[THE PROBLEM]
Express the part that opens with the line containing "Give the mask of every instance of the man" and closes with the line containing "210), (482, 213)]" as a Markdown table with the columns Index and Line. Number each line in Index and leave out blank lines.

Annotation records
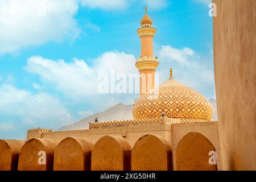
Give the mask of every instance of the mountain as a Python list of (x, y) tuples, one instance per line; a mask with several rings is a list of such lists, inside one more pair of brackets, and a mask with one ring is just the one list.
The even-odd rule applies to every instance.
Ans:
[(89, 122), (93, 122), (96, 118), (98, 121), (133, 119), (133, 105), (118, 104), (104, 111), (94, 114), (73, 124), (62, 127), (58, 130), (73, 130), (85, 129), (89, 127)]
[[(209, 101), (214, 109), (213, 118), (212, 121), (217, 121), (216, 100), (212, 98)], [(104, 111), (94, 114), (73, 124), (64, 126), (58, 131), (86, 129), (89, 127), (89, 122), (93, 122), (96, 118), (98, 118), (98, 122), (133, 119), (133, 105), (125, 105), (121, 103), (117, 104)]]
[(217, 104), (216, 104), (216, 100), (214, 98), (210, 98), (209, 100), (210, 104), (212, 104), (213, 107), (213, 118), (212, 121), (218, 121), (218, 115), (217, 114)]

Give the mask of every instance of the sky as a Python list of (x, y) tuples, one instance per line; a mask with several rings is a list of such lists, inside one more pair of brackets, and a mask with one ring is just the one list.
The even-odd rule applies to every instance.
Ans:
[(138, 73), (137, 30), (146, 6), (157, 30), (159, 82), (172, 68), (175, 79), (215, 98), (209, 3), (1, 0), (0, 138), (24, 139), (27, 129), (58, 129), (133, 104), (138, 93), (100, 93), (99, 75)]

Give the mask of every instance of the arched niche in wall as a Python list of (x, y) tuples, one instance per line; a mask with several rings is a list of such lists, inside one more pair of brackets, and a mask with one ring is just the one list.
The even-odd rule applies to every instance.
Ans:
[(84, 137), (62, 140), (54, 154), (54, 171), (90, 171), (92, 143)]
[(216, 160), (214, 147), (199, 133), (186, 134), (177, 146), (177, 171), (216, 171)]
[(20, 148), (24, 142), (0, 140), (0, 171), (16, 171)]
[(158, 135), (146, 135), (141, 137), (133, 148), (131, 170), (173, 170), (170, 144)]
[(20, 150), (18, 171), (52, 171), (57, 142), (48, 138), (32, 138)]
[(129, 171), (131, 169), (131, 147), (122, 136), (106, 135), (101, 138), (92, 152), (92, 171)]

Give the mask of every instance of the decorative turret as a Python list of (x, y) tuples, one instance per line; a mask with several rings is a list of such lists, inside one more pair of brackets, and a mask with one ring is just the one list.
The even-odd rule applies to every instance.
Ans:
[(137, 30), (141, 41), (141, 55), (135, 65), (141, 74), (141, 96), (155, 88), (155, 71), (159, 64), (153, 55), (153, 39), (156, 30), (152, 27), (152, 22), (146, 13), (141, 21), (142, 28)]

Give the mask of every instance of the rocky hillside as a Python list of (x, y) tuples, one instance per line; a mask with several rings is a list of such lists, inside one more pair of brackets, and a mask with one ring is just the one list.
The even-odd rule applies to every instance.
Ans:
[[(217, 117), (216, 101), (214, 99), (210, 99), (209, 101), (213, 105), (214, 110), (212, 121), (217, 121), (218, 119)], [(93, 122), (96, 117), (98, 118), (98, 122), (133, 119), (133, 105), (123, 104), (117, 104), (104, 111), (94, 114), (73, 124), (64, 126), (58, 130), (65, 131), (88, 129), (89, 122)]]

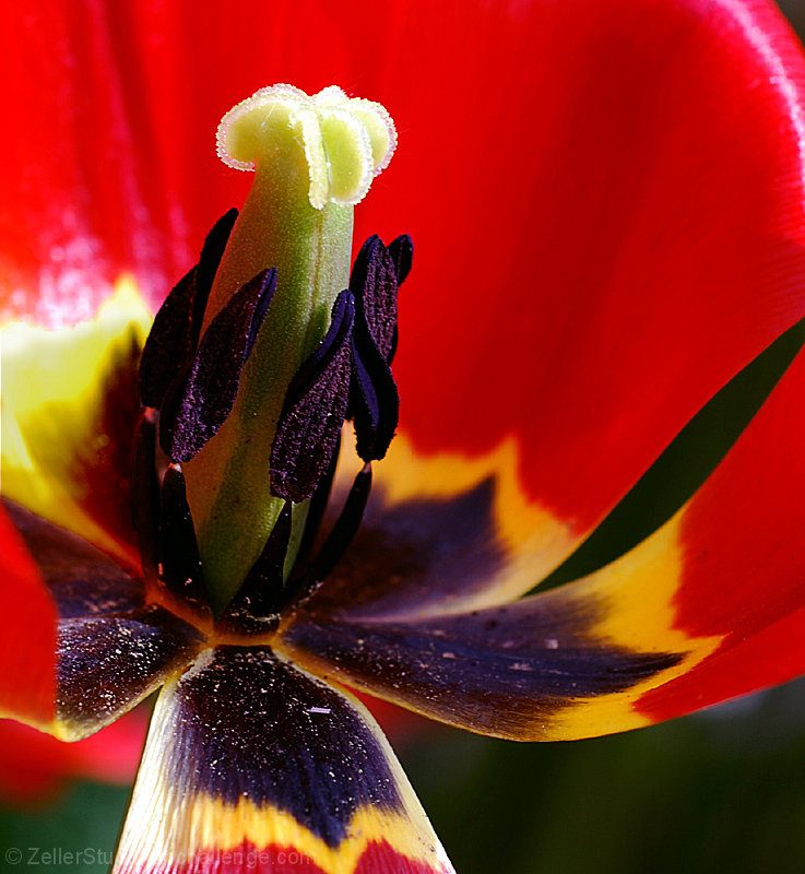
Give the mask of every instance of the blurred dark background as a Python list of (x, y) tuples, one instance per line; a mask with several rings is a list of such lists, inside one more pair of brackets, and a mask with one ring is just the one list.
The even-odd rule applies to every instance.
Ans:
[[(780, 7), (802, 38), (805, 0)], [(390, 733), (459, 874), (805, 872), (805, 680), (592, 741), (514, 744), (394, 720)], [(0, 871), (108, 870), (128, 788), (67, 780), (23, 802), (3, 767), (0, 756)], [(87, 849), (81, 864), (69, 857)]]

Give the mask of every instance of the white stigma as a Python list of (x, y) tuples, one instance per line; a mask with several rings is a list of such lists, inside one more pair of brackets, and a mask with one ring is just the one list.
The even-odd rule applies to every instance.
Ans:
[(239, 170), (254, 170), (261, 156), (298, 143), (310, 175), (310, 205), (317, 210), (328, 202), (363, 200), (396, 146), (386, 109), (347, 97), (335, 85), (312, 97), (293, 85), (260, 88), (224, 116), (216, 139), (218, 157)]

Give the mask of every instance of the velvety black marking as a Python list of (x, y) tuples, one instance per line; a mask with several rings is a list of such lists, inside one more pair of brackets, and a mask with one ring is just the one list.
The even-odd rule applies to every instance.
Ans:
[(392, 507), (376, 486), (355, 539), (316, 602), (350, 616), (450, 611), (453, 601), (485, 588), (506, 569), (494, 500), (492, 479), (450, 498)]
[(187, 664), (200, 640), (194, 629), (161, 607), (129, 617), (60, 622), (57, 716), (86, 731), (97, 728)]
[(129, 615), (142, 609), (142, 583), (75, 534), (3, 498), (62, 619)]
[(159, 441), (174, 461), (189, 461), (224, 424), (276, 287), (276, 271), (246, 283), (212, 320), (186, 377), (162, 406)]
[(284, 638), (359, 688), (472, 731), (525, 740), (575, 700), (623, 692), (682, 658), (596, 640), (594, 618), (589, 604), (537, 595), (399, 623), (303, 611)]
[(400, 234), (389, 244), (389, 255), (394, 262), (396, 284), (402, 285), (411, 273), (414, 262), (414, 243), (407, 234)]
[(355, 306), (335, 299), (324, 339), (288, 386), (271, 447), (271, 491), (295, 503), (312, 496), (341, 439), (350, 400), (350, 336)]
[(316, 558), (298, 578), (292, 580), (292, 586), (288, 587), (292, 595), (289, 601), (305, 600), (322, 580), (330, 576), (360, 528), (360, 520), (364, 518), (364, 510), (370, 492), (371, 464), (367, 463), (355, 477), (355, 482), (344, 503), (344, 509), (335, 520), (335, 524), (321, 545)]
[(291, 505), (285, 504), (260, 557), (222, 616), (220, 627), (240, 634), (267, 634), (276, 627), (291, 522)]
[(175, 464), (168, 466), (162, 481), (158, 556), (159, 577), (167, 589), (197, 610), (206, 611), (209, 601), (185, 477)]
[(364, 805), (402, 810), (386, 754), (334, 689), (270, 649), (220, 647), (176, 692), (168, 780), (235, 805), (272, 804), (335, 847)]
[(140, 546), (143, 574), (149, 580), (159, 575), (159, 481), (156, 475), (158, 413), (143, 412), (134, 433), (131, 461), (131, 509)]
[(377, 235), (360, 247), (350, 275), (350, 290), (369, 336), (388, 362), (396, 329), (396, 265)]
[(212, 283), (237, 215), (233, 209), (218, 218), (204, 240), (199, 263), (174, 286), (154, 318), (140, 362), (140, 398), (145, 406), (162, 406), (192, 359)]

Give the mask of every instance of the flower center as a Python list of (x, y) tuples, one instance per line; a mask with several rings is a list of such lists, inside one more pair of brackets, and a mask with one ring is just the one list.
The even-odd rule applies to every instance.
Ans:
[[(263, 88), (218, 129), (218, 154), (256, 180), (154, 320), (134, 479), (146, 577), (184, 604), (205, 593), (222, 623), (264, 627), (323, 579), (393, 436), (411, 241), (370, 238), (352, 275), (348, 258), (352, 204), (394, 144), (382, 107), (334, 87)], [(367, 466), (313, 557), (345, 418)]]

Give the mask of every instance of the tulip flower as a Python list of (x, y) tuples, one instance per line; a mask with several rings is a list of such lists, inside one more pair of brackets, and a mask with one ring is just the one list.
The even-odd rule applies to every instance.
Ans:
[[(805, 318), (771, 3), (45, 7), (0, 35), (0, 707), (78, 739), (163, 687), (117, 872), (451, 871), (346, 684), (547, 741), (805, 671), (802, 354), (538, 588)], [(236, 217), (212, 133), (282, 82), (222, 129)]]

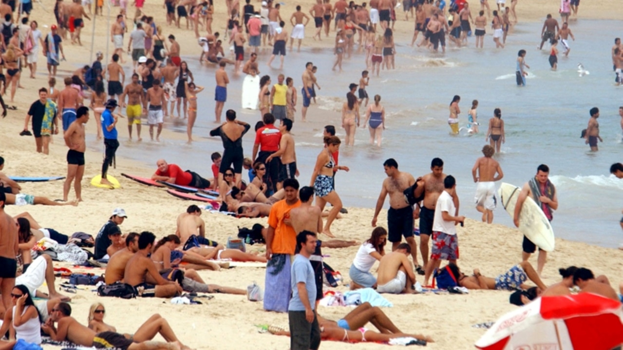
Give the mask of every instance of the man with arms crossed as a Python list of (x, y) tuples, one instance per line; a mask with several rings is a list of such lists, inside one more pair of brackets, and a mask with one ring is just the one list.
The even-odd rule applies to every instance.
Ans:
[(482, 222), (487, 224), (493, 222), (493, 210), (496, 205), (495, 182), (504, 177), (500, 163), (492, 158), (494, 153), (495, 149), (493, 147), (485, 145), (482, 147), (482, 154), (485, 156), (477, 159), (473, 168), (472, 168), (473, 182), (478, 183), (474, 198), (476, 210), (482, 213)]
[(379, 199), (376, 200), (372, 227), (376, 227), (376, 220), (383, 209), (385, 198), (389, 195), (389, 210), (388, 211), (388, 239), (392, 242), (391, 250), (396, 251), (404, 236), (411, 247), (411, 256), (416, 270), (422, 274), (424, 270), (417, 264), (417, 243), (413, 237), (413, 208), (404, 199), (403, 191), (413, 185), (416, 180), (409, 173), (398, 170), (398, 163), (390, 158), (383, 163), (388, 177), (383, 180)]
[[(519, 217), (521, 213), (521, 206), (528, 196), (532, 197), (532, 199), (536, 202), (536, 205), (543, 210), (545, 217), (548, 218), (548, 220), (551, 221), (553, 218), (553, 211), (558, 209), (558, 198), (556, 196), (556, 188), (554, 187), (554, 184), (548, 178), (549, 175), (549, 168), (545, 164), (541, 164), (536, 168), (536, 175), (523, 185), (521, 191), (519, 193), (519, 197), (517, 198), (517, 203), (515, 205), (513, 222), (516, 227), (519, 227)], [(522, 247), (523, 248), (523, 252), (521, 253), (522, 260), (528, 261), (530, 254), (536, 250), (536, 246), (524, 236)], [(539, 248), (536, 272), (540, 275), (543, 272), (543, 267), (546, 261), (547, 252)]]

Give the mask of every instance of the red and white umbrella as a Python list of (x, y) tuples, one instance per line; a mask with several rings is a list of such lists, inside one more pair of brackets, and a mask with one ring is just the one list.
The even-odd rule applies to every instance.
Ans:
[(623, 343), (621, 303), (596, 294), (543, 297), (500, 318), (483, 350), (610, 350)]

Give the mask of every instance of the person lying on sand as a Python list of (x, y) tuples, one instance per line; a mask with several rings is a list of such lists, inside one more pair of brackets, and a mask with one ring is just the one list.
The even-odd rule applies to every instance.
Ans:
[[(97, 349), (115, 348), (121, 350), (185, 350), (190, 349), (178, 339), (168, 343), (160, 341), (137, 341), (129, 339), (123, 334), (109, 331), (96, 333), (81, 325), (71, 316), (72, 307), (62, 302), (54, 306), (52, 313), (41, 329), (56, 341), (69, 341), (82, 346)], [(56, 326), (55, 326), (55, 323)], [(166, 339), (166, 338), (165, 338)], [(167, 339), (168, 340), (168, 339)]]

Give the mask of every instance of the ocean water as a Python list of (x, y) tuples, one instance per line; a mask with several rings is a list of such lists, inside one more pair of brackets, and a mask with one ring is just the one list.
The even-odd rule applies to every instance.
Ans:
[[(615, 34), (610, 33), (612, 28), (623, 27), (622, 24), (622, 21), (614, 21), (571, 22), (576, 40), (571, 42), (569, 58), (559, 56), (557, 71), (549, 69), (549, 45), (546, 44), (542, 51), (536, 50), (540, 43), (542, 24), (540, 23), (518, 24), (503, 50), (495, 48), (492, 31), (488, 29), (482, 50), (472, 47), (449, 48), (444, 55), (397, 43), (396, 70), (381, 71), (380, 77), (371, 77), (368, 88), (371, 99), (376, 94), (381, 95), (386, 111), (387, 129), (382, 148), (370, 145), (367, 129), (358, 129), (355, 145), (343, 145), (340, 149), (340, 164), (350, 168), (348, 173), (339, 172), (336, 178), (336, 190), (345, 205), (374, 206), (386, 177), (383, 167), (386, 159), (394, 158), (401, 170), (417, 177), (429, 172), (431, 159), (439, 157), (445, 162), (445, 172), (457, 178), (461, 214), (478, 219), (480, 214), (473, 207), (476, 185), (471, 169), (476, 159), (482, 155), (488, 121), (493, 116), (493, 109), (500, 108), (506, 131), (506, 143), (502, 153), (496, 155), (504, 172), (502, 181), (521, 186), (534, 176), (539, 164), (547, 164), (559, 201), (552, 223), (556, 236), (606, 247), (617, 246), (623, 241), (619, 224), (623, 209), (623, 180), (611, 177), (609, 169), (612, 163), (623, 160), (618, 116), (618, 108), (623, 104), (623, 88), (614, 86), (610, 50)], [(311, 32), (308, 32), (308, 34)], [(471, 45), (474, 44), (473, 37), (468, 41)], [(515, 62), (518, 51), (522, 48), (528, 52), (526, 62), (530, 67), (530, 75), (528, 86), (518, 88), (515, 82)], [(197, 53), (198, 50), (197, 47)], [(563, 51), (559, 45), (559, 50)], [(282, 72), (265, 65), (268, 53), (260, 53), (260, 69), (262, 75), (270, 75), (274, 83)], [(199, 95), (199, 116), (194, 129), (197, 141), (193, 145), (170, 140), (160, 144), (122, 142), (117, 154), (153, 164), (155, 169), (156, 160), (164, 158), (210, 177), (210, 154), (222, 151), (220, 139), (208, 136), (209, 131), (216, 126), (215, 68), (199, 67), (194, 53), (188, 59), (196, 83), (206, 86), (206, 90)], [(294, 78), (299, 91), (301, 75), (308, 61), (318, 66), (316, 76), (322, 88), (316, 91), (317, 103), (310, 108), (310, 121), (300, 122), (298, 111), (292, 131), (302, 174), (299, 181), (303, 185), (309, 183), (316, 156), (322, 148), (323, 126), (333, 124), (340, 127), (340, 111), (348, 86), (358, 82), (361, 71), (365, 69), (362, 55), (345, 60), (344, 71), (340, 73), (331, 70), (334, 59), (331, 50), (311, 48), (303, 48), (300, 53), (288, 51), (285, 59), (283, 73)], [(579, 63), (590, 75), (579, 76), (577, 72)], [(273, 65), (278, 64), (273, 62)], [(259, 120), (259, 112), (240, 110), (243, 77), (233, 76), (229, 68), (228, 74), (232, 82), (225, 109), (237, 110), (240, 119), (254, 124)], [(462, 98), (459, 105), (462, 126), (467, 122), (472, 100), (480, 101), (480, 134), (450, 135), (448, 106), (455, 94)], [(299, 95), (297, 111), (301, 108), (300, 101)], [(581, 131), (587, 124), (589, 110), (594, 106), (601, 110), (599, 121), (604, 139), (596, 153), (589, 152), (588, 146), (579, 138)], [(362, 108), (362, 114), (363, 111)], [(183, 122), (166, 121), (165, 127), (185, 134)], [(145, 126), (143, 139), (148, 138)], [(339, 129), (338, 133), (343, 136), (343, 129)], [(254, 140), (252, 133), (244, 139), (247, 156), (250, 156)], [(90, 144), (94, 148), (102, 147), (94, 140)], [(512, 225), (503, 209), (498, 208), (495, 214), (495, 222)], [(369, 221), (361, 224), (369, 225)]]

[OUTPUT OF THE EXERCISE]
| Index | Line |
|---|---|
| 1 | Give the mask of every instance of the man with arms crossed as a Python list of (x, y) tuples, one instance per line; a mask with several rings is a list of such lists, inside one more pair of brackets, and a mask with one ring is just the one list. |
| 2 | The even-odd rule applies to every instance. |
| 3 | Ans: |
| 4 | [(482, 222), (487, 224), (493, 222), (493, 210), (496, 205), (495, 182), (504, 177), (500, 163), (492, 158), (494, 153), (495, 149), (493, 147), (485, 145), (482, 147), (482, 154), (485, 156), (477, 159), (473, 168), (472, 168), (473, 182), (478, 183), (474, 198), (476, 210), (482, 213)] |